# Goal of the exercise
Could you restate word for word every line of the records below, from the first one to the one holding "Target — green tree"?
::: Provided information
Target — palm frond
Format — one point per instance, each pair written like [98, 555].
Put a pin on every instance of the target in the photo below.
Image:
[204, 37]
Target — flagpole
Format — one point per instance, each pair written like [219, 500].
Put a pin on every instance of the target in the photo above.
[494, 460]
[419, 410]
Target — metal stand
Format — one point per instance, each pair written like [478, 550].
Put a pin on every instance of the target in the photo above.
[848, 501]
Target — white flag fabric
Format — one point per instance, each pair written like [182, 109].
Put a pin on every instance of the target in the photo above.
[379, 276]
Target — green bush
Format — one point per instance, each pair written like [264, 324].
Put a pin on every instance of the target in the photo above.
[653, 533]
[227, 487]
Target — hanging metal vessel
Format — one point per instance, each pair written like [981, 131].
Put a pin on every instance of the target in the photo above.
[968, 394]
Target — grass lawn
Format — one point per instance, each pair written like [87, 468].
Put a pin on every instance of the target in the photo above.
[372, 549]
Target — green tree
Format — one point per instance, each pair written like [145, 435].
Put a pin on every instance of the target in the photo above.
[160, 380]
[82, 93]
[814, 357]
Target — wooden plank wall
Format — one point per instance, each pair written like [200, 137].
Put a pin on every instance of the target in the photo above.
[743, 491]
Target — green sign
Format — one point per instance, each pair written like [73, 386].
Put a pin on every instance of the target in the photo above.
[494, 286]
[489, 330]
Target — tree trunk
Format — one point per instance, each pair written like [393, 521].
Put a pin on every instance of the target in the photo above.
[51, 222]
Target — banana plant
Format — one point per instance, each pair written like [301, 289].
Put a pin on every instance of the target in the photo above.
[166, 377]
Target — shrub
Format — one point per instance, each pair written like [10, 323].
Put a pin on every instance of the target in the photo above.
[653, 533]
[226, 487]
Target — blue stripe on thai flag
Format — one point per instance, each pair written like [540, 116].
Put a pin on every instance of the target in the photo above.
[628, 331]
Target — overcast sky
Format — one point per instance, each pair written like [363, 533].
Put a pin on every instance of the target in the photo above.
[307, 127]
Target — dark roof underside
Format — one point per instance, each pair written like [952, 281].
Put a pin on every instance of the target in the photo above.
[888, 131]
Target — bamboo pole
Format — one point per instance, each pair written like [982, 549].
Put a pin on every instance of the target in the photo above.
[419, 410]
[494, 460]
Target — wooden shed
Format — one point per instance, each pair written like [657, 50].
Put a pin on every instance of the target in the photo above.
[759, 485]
::::::
# Expected answer
Target — palm frond
Format — one point per instance, each pair written like [98, 555].
Put a pin on every instance of the target in the photo below.
Image:
[204, 37]
Target — flagpole
Format — one point per instance, each pair written like [219, 500].
Put a pin on every instance of the target in the photo above.
[494, 460]
[419, 410]
Target — metal stand
Format — one point per instance, each pair written like [478, 550].
Put a pin on every instance of the target in the photo above.
[848, 501]
Target — white flag fabric
Format — one point per instance, each pair written like [182, 109].
Put a pin on every instance of the target in the photo above.
[379, 276]
Target — green bush
Format — one point per instance, each pair written like [264, 324].
Put a pin on every instance of the target in the photo above.
[653, 533]
[227, 487]
Target — hanging metal vessel
Format — one point per instance, each pair written like [981, 131].
Put a pin on every instance of the target in the photo above.
[968, 394]
Target — grass lawn
Format — one point per instance, each pair written like [87, 468].
Put a pin on every instance of the target in the photo above.
[372, 549]
Target — green tree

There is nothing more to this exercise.